# Task instructions
Your output must consist solely of the lines from the one containing "A point belongs on each instance of the ornate" through the end of the records, reproduced exactly.

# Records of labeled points

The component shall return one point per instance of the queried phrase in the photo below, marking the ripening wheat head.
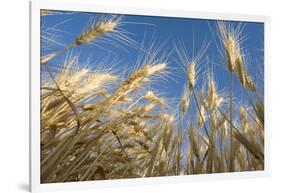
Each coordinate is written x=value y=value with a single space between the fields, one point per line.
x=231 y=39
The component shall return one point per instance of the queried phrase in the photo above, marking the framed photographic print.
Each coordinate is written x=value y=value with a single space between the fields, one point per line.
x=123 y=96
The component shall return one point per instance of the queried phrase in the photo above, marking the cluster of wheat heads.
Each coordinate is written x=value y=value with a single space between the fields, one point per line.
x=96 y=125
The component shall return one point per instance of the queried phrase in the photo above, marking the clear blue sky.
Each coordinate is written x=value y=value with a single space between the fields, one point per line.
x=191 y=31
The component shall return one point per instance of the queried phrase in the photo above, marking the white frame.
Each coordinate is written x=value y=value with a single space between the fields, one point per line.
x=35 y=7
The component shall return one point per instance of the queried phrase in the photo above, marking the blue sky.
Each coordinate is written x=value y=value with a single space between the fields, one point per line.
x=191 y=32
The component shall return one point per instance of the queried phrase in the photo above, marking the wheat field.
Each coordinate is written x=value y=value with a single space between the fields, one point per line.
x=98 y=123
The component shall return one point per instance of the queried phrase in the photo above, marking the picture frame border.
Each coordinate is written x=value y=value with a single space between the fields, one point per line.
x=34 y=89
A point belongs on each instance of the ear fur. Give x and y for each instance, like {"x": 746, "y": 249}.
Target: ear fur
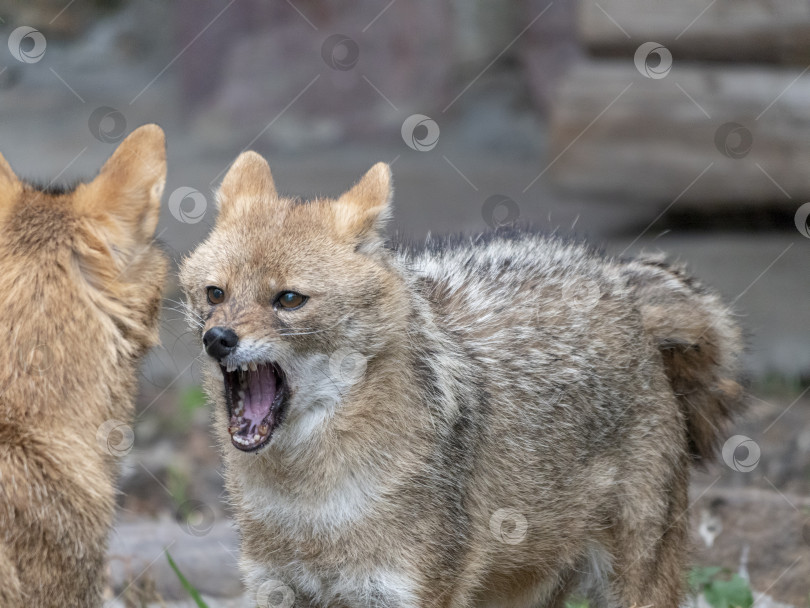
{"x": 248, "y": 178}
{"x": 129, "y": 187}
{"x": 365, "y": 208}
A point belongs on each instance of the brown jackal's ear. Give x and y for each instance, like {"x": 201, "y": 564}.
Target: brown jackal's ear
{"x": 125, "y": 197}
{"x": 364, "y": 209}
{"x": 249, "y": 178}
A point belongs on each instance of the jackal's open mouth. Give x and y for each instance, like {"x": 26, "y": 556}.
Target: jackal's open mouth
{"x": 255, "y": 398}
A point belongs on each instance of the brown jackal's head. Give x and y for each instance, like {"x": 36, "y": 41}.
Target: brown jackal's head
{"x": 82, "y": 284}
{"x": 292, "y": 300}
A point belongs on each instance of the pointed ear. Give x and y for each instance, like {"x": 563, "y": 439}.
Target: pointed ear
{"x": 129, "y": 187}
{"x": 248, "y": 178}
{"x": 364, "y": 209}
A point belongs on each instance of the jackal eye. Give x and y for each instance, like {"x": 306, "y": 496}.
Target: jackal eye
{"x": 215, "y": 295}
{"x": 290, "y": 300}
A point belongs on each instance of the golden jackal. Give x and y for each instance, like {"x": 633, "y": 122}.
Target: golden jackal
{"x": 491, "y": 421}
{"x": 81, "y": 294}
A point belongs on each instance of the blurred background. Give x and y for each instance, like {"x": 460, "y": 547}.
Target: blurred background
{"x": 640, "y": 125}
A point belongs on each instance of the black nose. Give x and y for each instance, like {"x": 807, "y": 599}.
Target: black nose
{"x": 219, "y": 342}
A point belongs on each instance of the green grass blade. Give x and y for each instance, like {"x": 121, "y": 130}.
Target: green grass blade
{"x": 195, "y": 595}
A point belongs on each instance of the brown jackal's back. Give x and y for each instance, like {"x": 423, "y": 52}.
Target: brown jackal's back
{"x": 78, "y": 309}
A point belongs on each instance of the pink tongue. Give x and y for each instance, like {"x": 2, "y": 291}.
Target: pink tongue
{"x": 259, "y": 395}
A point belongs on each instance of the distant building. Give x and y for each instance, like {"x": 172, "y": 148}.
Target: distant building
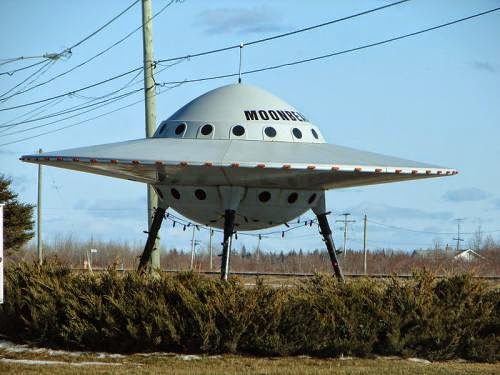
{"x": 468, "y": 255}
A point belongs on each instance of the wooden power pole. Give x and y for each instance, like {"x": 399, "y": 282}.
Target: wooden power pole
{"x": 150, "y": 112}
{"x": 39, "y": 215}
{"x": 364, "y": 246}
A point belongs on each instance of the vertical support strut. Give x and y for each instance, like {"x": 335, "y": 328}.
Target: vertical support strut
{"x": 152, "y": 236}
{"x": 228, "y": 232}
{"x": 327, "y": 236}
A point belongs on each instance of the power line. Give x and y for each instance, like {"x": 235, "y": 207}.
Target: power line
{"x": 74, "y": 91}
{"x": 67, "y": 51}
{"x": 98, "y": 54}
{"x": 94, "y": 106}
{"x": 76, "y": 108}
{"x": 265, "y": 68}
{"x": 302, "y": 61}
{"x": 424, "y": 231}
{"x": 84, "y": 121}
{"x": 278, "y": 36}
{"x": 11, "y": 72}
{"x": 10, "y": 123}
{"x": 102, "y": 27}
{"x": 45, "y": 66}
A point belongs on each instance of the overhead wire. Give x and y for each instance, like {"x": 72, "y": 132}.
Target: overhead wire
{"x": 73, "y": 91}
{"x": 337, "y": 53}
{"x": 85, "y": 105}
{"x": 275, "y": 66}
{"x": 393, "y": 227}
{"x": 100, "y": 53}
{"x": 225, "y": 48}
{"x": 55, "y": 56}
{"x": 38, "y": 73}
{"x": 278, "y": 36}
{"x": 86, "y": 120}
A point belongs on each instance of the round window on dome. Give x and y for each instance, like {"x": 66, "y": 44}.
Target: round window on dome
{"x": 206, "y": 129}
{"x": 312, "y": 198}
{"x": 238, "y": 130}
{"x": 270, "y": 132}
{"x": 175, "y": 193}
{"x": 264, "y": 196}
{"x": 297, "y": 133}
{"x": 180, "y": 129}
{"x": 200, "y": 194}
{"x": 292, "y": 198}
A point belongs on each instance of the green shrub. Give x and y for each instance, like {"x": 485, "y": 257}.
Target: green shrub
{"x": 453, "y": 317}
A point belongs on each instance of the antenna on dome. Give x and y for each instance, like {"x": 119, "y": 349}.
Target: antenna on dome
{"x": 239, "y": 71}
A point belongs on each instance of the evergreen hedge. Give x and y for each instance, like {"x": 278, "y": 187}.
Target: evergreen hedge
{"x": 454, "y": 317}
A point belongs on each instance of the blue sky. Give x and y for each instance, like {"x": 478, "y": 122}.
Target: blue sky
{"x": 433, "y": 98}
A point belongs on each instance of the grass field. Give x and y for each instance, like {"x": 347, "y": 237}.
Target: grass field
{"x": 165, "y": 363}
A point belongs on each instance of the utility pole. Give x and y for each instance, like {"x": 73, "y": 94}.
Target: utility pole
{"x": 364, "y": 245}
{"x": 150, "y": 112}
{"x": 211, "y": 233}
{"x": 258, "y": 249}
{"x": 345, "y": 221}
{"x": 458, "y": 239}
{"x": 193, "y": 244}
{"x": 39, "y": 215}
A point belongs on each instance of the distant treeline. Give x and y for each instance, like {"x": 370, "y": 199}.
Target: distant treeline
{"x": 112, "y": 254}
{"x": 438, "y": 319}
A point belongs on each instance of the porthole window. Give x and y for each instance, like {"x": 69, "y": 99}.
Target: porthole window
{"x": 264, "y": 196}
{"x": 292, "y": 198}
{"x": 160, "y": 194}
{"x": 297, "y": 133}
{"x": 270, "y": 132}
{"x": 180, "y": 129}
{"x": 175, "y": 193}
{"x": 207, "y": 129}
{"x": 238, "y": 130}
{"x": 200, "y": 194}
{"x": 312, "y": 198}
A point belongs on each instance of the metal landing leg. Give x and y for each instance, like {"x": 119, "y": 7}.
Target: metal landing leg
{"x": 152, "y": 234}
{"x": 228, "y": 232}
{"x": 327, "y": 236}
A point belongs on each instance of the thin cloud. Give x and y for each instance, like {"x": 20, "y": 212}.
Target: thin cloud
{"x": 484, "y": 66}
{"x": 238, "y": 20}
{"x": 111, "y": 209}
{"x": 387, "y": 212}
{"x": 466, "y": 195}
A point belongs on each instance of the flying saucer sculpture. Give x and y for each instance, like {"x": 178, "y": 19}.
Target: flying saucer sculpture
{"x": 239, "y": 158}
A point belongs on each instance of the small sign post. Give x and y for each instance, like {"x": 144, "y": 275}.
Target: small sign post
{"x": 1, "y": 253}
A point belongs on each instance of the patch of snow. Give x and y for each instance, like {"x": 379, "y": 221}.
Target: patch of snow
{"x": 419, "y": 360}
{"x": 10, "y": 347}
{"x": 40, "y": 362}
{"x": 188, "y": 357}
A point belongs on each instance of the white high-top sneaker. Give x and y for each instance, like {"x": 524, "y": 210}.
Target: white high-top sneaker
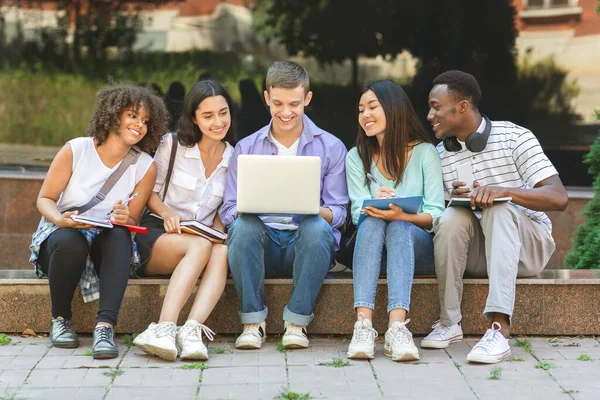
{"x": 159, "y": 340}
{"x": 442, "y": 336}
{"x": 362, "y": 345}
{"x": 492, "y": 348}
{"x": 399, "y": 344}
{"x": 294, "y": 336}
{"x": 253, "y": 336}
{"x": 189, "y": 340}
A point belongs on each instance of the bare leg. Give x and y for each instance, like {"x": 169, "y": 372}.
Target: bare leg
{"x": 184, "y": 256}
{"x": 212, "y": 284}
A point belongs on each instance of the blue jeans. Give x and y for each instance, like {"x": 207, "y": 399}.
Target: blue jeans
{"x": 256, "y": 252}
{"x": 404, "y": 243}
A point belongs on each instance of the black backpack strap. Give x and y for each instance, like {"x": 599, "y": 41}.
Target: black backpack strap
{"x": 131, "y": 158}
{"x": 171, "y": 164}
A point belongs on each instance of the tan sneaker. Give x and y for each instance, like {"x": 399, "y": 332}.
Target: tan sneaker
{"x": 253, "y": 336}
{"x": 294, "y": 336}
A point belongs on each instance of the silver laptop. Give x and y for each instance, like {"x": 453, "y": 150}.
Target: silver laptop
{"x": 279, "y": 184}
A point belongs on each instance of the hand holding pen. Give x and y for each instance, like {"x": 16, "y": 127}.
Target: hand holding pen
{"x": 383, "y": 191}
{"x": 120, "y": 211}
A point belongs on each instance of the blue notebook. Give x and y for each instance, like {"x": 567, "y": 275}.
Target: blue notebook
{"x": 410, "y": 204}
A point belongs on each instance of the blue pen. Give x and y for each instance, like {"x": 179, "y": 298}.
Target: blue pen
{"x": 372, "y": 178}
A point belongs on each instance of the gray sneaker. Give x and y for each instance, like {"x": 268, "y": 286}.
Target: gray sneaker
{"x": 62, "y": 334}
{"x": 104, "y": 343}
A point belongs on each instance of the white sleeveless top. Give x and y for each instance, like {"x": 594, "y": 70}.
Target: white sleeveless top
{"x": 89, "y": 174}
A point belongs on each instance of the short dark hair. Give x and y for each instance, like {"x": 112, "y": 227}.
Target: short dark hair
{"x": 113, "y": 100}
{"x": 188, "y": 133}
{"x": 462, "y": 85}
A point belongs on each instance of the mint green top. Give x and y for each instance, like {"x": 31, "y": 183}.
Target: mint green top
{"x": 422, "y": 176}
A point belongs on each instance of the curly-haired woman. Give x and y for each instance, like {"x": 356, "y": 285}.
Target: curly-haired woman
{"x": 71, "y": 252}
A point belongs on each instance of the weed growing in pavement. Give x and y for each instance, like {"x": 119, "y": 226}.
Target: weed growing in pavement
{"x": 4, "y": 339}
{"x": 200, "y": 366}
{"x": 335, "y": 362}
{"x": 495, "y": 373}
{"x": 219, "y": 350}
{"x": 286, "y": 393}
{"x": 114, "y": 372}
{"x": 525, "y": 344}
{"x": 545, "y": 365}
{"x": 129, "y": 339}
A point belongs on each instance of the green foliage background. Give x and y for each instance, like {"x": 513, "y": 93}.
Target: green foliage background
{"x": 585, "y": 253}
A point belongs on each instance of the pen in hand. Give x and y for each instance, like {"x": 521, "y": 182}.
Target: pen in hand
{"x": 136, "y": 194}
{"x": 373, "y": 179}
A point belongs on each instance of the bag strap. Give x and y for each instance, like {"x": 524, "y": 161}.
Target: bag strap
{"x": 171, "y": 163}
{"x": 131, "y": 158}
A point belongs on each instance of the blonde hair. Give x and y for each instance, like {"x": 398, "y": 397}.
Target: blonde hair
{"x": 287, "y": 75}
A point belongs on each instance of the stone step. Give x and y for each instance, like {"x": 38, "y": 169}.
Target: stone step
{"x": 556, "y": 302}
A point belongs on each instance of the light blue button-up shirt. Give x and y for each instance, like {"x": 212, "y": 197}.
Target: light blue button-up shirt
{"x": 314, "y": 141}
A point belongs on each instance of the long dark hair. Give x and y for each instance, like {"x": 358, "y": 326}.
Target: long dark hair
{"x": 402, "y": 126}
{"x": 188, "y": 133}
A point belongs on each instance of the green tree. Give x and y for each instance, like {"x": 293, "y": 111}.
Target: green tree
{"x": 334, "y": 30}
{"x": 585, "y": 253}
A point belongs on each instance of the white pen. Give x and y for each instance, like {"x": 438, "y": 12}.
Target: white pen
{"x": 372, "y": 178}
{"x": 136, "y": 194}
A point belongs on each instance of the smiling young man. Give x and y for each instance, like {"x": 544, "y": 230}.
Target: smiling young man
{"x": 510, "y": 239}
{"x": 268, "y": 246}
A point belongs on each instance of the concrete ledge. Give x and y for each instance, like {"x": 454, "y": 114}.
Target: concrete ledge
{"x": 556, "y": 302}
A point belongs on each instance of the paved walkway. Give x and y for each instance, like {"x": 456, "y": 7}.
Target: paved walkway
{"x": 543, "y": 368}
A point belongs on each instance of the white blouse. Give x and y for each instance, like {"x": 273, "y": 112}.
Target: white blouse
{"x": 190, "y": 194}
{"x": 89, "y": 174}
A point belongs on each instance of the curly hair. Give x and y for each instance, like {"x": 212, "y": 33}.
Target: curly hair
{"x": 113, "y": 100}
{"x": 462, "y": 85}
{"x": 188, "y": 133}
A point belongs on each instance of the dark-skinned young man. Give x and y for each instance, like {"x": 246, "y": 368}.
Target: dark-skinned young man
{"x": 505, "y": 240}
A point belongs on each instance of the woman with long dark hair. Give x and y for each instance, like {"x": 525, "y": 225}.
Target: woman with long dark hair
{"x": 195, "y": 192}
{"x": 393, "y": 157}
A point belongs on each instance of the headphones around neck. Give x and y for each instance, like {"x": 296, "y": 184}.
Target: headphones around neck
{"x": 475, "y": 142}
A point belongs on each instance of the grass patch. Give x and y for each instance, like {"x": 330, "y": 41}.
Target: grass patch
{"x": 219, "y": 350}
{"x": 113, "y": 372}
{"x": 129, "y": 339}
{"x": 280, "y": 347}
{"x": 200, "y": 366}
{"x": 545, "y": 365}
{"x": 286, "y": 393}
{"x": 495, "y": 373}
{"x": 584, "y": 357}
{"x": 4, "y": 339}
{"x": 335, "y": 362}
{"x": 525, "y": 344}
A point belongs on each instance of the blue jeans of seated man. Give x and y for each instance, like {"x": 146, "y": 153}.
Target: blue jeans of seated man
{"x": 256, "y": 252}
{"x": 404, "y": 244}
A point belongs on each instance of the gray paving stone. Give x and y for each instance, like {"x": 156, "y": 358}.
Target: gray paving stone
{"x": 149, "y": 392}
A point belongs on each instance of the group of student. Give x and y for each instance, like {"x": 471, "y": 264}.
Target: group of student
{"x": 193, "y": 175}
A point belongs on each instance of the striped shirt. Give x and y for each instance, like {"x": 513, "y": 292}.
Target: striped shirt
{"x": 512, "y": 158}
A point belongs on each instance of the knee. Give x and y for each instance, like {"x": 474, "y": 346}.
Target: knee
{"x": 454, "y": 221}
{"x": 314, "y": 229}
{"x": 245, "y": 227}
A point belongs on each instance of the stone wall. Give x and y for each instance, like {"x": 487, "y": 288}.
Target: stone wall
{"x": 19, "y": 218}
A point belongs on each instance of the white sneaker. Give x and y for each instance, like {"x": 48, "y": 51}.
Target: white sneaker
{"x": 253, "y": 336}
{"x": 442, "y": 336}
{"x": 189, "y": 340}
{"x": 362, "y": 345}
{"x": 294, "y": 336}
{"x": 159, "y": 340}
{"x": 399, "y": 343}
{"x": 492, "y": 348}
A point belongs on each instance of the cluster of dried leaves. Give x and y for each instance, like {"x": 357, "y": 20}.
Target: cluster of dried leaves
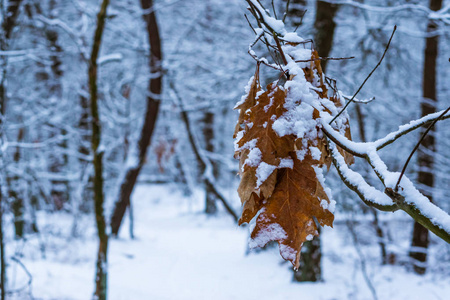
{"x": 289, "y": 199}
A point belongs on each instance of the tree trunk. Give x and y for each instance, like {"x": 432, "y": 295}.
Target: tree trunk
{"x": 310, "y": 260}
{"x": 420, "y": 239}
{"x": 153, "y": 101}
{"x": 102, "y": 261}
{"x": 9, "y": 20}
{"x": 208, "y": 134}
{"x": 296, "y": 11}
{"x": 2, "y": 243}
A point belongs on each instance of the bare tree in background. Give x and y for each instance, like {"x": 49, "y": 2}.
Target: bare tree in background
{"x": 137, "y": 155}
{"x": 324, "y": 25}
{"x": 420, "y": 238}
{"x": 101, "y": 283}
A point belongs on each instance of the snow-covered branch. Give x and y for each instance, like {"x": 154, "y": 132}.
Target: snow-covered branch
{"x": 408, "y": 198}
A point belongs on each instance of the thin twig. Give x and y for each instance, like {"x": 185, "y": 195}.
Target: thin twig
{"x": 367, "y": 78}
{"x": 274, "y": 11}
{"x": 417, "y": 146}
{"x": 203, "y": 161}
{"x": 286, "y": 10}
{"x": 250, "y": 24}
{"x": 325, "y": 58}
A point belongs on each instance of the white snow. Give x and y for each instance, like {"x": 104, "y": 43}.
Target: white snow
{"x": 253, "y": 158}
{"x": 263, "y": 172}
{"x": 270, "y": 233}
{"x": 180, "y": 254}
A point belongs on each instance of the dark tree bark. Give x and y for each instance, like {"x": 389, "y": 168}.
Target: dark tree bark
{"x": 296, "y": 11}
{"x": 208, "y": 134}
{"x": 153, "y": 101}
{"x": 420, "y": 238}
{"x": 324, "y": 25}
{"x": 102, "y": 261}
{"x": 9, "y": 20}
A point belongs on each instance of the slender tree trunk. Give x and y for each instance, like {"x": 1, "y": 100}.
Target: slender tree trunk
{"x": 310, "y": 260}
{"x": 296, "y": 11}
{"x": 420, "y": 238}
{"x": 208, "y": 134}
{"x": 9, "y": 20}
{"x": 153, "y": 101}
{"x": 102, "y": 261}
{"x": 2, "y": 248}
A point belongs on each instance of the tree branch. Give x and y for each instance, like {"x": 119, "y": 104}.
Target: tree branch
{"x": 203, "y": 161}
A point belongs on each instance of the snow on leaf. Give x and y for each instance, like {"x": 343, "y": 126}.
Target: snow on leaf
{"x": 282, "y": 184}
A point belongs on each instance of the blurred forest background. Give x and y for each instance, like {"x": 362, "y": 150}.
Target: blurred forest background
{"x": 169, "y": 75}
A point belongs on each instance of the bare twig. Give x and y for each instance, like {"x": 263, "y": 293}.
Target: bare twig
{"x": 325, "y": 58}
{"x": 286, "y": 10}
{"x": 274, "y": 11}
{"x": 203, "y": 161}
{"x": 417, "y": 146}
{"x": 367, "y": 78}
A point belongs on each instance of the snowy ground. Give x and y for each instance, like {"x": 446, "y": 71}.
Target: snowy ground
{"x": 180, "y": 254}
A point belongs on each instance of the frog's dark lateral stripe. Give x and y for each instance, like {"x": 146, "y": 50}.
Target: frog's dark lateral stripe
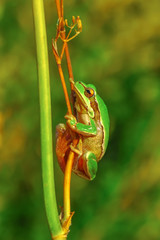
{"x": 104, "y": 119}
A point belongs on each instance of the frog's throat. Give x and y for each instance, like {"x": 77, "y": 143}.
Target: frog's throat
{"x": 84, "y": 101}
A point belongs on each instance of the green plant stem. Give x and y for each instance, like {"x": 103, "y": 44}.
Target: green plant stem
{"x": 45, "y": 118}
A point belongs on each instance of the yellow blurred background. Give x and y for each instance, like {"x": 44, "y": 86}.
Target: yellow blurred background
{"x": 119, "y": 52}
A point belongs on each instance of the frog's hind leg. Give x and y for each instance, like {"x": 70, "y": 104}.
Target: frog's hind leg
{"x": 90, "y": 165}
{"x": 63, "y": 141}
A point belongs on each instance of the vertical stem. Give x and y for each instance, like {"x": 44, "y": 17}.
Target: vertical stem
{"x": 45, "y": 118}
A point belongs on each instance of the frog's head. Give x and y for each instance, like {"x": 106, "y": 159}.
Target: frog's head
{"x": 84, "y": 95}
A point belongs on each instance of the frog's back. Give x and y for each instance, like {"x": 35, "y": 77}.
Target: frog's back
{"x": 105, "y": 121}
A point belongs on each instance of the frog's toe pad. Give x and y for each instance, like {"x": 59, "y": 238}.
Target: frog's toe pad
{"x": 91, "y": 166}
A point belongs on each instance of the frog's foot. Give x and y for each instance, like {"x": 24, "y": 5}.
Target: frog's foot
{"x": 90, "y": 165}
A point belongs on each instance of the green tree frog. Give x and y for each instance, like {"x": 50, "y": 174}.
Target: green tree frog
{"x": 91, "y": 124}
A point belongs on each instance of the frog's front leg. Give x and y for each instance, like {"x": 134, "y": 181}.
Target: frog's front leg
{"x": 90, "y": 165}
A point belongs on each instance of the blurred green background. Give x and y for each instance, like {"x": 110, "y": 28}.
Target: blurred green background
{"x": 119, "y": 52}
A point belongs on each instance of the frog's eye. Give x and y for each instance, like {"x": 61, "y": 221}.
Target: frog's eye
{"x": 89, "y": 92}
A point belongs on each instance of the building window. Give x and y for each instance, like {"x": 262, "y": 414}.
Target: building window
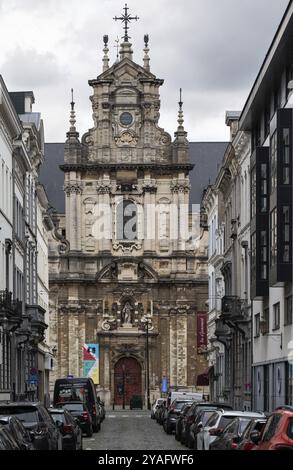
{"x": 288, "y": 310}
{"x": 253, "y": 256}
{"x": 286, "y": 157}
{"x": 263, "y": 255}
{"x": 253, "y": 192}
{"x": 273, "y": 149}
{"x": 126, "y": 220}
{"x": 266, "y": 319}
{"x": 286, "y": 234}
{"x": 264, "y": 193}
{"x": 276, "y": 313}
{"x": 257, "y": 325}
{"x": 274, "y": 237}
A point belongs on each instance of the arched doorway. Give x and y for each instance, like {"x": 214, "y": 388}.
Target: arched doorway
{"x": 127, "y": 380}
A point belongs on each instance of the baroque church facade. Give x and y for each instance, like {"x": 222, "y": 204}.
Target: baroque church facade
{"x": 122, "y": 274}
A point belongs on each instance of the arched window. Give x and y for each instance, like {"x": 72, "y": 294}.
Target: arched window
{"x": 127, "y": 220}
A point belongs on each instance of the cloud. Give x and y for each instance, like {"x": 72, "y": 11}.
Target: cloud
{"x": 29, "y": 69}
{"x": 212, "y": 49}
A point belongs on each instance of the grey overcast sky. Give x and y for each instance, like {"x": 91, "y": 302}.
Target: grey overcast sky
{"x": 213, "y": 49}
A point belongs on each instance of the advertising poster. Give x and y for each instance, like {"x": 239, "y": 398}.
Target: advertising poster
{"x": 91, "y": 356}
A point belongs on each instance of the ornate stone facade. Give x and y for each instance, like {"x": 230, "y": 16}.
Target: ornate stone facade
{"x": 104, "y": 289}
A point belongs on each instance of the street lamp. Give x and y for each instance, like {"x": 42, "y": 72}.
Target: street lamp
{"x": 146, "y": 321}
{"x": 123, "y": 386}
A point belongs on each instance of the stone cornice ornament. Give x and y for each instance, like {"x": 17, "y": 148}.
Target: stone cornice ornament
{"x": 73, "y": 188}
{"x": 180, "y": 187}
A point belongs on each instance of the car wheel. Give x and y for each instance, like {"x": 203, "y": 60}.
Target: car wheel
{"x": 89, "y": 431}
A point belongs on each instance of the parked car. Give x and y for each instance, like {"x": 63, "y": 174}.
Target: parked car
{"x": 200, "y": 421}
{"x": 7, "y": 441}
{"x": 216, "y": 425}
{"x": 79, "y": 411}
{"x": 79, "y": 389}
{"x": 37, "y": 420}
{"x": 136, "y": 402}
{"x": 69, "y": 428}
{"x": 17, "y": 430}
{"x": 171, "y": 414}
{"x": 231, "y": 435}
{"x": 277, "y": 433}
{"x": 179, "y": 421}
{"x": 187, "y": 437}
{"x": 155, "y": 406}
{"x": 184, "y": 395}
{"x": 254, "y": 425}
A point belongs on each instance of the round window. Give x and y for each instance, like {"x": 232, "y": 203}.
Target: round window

# Full output
A point belongs on each instance of the ornate stone facade. Give x and y for each instance, like {"x": 230, "y": 16}.
Target: ornate stone facade
{"x": 104, "y": 289}
A point belongs on each instance of the street lamp. Give x and y for each instance, like {"x": 42, "y": 72}.
Target: street lamp
{"x": 146, "y": 321}
{"x": 123, "y": 386}
A point belongs on each instance of the stone cornice ornament. Give x and y for each instance, like {"x": 17, "y": 148}.
Target: stone cornice ornament
{"x": 73, "y": 188}
{"x": 180, "y": 187}
A point belongs on each instance of the car wheel. Give x and y for each instance, like {"x": 203, "y": 60}.
Target: car wheel
{"x": 89, "y": 431}
A point belongs on each instance of the parked car. Give x and y for each instance, like {"x": 63, "y": 174}.
Target: parked car
{"x": 200, "y": 421}
{"x": 7, "y": 441}
{"x": 216, "y": 425}
{"x": 79, "y": 411}
{"x": 79, "y": 389}
{"x": 37, "y": 420}
{"x": 136, "y": 402}
{"x": 69, "y": 428}
{"x": 17, "y": 430}
{"x": 171, "y": 414}
{"x": 231, "y": 435}
{"x": 277, "y": 433}
{"x": 179, "y": 421}
{"x": 187, "y": 437}
{"x": 155, "y": 406}
{"x": 184, "y": 395}
{"x": 254, "y": 425}
A point belongs on each instance of the round window. Give x and y for each instance, like {"x": 232, "y": 203}.
Target: round window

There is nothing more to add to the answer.